• **GOAL**:
Rewrite the lines from the first one through the line containing "(1151, 727)", replacing "instance" with "occurrence" and leaving everything else unchanged.

## start EXERCISE INPUT

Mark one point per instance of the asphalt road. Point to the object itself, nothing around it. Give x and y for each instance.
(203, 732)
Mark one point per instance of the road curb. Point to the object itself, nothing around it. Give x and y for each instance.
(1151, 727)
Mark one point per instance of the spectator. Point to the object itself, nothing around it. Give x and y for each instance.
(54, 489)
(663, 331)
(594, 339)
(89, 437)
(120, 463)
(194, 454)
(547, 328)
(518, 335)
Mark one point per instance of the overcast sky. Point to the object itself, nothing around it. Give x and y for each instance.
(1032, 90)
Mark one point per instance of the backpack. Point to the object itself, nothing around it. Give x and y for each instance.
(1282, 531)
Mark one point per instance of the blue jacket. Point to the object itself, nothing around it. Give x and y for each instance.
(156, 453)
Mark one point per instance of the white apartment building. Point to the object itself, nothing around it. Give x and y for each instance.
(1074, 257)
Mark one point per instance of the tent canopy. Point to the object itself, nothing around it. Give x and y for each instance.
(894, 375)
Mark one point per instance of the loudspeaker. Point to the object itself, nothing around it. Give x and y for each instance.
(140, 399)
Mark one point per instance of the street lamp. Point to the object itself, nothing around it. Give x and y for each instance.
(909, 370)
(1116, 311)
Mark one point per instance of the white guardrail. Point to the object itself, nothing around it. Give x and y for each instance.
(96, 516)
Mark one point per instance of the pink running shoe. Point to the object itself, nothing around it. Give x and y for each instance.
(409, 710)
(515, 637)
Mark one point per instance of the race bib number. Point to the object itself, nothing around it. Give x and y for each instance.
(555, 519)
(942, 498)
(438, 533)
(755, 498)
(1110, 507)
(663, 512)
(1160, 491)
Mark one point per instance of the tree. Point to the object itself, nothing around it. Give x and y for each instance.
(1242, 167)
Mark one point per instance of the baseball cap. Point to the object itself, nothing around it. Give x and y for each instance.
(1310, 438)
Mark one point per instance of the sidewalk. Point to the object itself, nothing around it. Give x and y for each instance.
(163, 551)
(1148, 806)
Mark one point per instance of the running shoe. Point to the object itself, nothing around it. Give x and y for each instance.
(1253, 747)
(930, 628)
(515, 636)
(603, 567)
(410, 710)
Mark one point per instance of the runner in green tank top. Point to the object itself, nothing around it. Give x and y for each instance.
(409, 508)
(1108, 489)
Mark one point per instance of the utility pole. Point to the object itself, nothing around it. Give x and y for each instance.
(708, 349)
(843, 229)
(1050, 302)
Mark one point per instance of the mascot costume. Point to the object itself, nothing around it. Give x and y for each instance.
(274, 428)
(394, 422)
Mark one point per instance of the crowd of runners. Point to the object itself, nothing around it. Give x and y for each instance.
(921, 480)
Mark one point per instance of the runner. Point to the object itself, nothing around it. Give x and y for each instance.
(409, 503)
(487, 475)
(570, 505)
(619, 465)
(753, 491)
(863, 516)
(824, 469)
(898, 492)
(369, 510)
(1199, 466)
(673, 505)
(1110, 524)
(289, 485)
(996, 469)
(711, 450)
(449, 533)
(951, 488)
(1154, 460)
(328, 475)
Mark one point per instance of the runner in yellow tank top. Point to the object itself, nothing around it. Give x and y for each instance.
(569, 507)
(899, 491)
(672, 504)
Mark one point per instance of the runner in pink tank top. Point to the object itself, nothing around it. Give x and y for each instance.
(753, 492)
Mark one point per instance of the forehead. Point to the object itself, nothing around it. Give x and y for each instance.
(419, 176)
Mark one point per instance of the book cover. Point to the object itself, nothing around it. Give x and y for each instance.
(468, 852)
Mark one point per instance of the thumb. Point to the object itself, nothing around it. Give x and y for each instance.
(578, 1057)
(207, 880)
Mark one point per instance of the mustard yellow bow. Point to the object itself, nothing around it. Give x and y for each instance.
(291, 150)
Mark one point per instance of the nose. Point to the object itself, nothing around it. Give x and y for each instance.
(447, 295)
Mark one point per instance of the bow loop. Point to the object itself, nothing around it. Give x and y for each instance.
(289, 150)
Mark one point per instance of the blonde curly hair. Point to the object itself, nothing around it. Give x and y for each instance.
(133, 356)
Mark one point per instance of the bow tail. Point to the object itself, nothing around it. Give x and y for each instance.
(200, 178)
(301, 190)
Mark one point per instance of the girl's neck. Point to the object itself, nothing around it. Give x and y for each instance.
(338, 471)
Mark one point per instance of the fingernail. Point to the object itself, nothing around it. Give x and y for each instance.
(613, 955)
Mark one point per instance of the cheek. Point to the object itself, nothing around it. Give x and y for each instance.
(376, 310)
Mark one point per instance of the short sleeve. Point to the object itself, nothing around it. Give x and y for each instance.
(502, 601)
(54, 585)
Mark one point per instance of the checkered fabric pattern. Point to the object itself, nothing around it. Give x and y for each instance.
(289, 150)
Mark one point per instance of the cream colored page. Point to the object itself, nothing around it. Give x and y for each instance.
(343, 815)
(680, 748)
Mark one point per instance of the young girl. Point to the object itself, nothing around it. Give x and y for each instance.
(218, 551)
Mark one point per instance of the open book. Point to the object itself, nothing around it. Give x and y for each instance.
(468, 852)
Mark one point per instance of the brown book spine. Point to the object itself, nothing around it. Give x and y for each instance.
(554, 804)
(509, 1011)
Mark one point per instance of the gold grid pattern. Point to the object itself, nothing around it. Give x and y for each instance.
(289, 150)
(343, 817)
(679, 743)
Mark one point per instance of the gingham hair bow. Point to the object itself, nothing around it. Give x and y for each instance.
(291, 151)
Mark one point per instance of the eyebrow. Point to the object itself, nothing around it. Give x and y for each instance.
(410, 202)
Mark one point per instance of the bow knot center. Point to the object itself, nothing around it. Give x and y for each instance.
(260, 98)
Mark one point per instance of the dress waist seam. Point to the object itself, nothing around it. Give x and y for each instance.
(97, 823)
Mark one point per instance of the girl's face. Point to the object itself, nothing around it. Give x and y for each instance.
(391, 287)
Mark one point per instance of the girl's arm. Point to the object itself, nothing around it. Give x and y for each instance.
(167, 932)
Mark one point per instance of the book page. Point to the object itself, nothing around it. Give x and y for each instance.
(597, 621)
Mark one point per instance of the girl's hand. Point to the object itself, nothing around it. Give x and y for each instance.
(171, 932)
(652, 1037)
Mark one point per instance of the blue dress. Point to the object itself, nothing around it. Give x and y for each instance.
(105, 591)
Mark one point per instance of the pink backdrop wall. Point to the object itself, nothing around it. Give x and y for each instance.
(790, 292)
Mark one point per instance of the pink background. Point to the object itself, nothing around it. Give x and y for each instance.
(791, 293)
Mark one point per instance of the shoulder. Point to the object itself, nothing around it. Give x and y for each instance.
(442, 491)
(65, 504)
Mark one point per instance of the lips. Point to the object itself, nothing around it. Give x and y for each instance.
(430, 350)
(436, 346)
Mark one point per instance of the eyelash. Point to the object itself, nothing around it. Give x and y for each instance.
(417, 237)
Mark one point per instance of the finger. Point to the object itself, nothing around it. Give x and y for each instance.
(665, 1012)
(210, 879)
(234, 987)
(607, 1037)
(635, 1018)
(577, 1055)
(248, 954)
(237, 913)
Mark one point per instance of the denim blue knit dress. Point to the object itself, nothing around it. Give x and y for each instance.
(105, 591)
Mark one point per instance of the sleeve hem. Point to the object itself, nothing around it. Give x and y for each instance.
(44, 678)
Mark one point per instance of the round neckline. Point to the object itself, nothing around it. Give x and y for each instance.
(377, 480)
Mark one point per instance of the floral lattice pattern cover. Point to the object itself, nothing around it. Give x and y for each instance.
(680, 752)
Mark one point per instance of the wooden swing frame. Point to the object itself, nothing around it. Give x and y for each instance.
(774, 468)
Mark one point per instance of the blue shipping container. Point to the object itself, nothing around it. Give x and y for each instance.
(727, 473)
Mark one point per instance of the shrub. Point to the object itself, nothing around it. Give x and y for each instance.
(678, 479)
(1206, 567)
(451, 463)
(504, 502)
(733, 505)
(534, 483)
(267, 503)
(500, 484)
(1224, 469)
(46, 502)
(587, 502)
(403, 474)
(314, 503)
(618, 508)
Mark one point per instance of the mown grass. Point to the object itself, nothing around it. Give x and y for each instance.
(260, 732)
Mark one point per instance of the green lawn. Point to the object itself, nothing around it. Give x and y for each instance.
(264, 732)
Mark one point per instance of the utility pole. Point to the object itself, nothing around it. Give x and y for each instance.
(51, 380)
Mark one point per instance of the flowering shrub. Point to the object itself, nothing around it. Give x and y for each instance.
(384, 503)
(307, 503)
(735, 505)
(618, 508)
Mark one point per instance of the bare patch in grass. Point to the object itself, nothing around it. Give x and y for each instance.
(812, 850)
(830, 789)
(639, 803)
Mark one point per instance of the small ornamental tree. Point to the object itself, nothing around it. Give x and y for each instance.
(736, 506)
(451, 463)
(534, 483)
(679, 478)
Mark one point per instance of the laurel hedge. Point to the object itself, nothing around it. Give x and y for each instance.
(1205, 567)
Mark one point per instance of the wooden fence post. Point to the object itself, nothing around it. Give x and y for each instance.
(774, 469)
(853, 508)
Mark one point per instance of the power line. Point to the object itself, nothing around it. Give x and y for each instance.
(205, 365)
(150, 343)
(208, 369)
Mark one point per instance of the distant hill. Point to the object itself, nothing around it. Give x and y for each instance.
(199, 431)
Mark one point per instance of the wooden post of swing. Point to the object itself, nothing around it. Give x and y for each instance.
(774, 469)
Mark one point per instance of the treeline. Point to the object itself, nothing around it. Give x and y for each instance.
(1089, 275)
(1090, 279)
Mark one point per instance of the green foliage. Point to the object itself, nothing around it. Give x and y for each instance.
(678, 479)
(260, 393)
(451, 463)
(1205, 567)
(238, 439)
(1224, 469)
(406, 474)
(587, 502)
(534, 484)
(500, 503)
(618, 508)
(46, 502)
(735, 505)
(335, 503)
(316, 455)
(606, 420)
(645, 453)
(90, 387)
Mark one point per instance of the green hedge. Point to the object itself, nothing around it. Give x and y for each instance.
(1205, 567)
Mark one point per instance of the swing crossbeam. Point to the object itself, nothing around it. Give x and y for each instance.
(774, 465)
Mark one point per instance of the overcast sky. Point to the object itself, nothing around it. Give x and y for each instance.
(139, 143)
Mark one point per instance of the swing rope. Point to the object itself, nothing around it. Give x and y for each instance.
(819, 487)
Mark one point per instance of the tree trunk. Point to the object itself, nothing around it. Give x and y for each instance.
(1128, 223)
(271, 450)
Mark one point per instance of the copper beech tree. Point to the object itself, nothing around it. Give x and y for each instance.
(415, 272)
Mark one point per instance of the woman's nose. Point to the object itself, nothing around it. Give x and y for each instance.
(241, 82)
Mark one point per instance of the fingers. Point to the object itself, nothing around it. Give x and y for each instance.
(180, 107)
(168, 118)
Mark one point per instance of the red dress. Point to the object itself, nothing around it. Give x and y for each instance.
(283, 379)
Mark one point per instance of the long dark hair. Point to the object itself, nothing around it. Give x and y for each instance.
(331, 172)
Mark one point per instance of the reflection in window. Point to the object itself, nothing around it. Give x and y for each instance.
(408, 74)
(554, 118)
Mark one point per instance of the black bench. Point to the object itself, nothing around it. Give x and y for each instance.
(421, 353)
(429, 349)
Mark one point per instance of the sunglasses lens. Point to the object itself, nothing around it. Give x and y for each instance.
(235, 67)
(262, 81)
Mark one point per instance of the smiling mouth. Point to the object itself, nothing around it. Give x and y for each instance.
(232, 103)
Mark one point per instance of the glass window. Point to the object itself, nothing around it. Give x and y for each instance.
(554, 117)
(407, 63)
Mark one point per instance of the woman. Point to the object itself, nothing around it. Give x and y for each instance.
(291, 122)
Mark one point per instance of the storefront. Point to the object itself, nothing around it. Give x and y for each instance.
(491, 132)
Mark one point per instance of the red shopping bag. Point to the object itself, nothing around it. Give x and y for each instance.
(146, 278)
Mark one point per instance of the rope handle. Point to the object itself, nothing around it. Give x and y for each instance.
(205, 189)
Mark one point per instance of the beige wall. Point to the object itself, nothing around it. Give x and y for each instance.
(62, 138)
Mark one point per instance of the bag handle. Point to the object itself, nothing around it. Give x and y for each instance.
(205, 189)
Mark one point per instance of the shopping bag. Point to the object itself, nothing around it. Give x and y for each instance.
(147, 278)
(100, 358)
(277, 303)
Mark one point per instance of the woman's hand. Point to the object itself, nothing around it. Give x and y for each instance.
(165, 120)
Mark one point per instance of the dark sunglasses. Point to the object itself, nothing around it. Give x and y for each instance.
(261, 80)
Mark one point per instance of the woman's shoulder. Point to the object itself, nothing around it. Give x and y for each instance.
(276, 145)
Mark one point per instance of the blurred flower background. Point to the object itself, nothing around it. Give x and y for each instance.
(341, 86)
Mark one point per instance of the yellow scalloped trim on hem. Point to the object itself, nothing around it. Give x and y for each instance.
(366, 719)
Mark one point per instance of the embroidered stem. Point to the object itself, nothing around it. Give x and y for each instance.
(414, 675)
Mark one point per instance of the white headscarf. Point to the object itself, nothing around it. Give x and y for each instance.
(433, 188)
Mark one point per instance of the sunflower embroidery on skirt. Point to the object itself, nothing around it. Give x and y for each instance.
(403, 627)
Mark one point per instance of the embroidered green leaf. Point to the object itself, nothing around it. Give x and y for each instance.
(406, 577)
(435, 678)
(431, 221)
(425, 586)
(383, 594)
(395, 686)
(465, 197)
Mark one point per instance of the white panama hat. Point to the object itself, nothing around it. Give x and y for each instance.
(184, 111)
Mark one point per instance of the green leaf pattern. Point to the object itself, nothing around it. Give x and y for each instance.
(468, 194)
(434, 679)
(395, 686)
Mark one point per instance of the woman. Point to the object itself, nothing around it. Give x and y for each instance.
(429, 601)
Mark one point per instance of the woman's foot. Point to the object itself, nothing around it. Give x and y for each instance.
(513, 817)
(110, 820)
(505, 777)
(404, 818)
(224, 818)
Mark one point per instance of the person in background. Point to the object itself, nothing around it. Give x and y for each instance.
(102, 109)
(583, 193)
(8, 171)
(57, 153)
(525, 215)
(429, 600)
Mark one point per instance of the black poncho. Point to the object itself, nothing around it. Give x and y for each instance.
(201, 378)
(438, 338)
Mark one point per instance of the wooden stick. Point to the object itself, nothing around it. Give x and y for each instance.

## end EXERCISE INPUT

• **TASK SOLUTION**:
Mark one point per occurrence of the asphalt road. Point to the object itself, nothing around it. Give x and y for each occurrence.
(203, 732)
Mark one point per occurrence of the road curb. Point to the object itself, nothing around it. Give x and y for each occurrence.
(1151, 727)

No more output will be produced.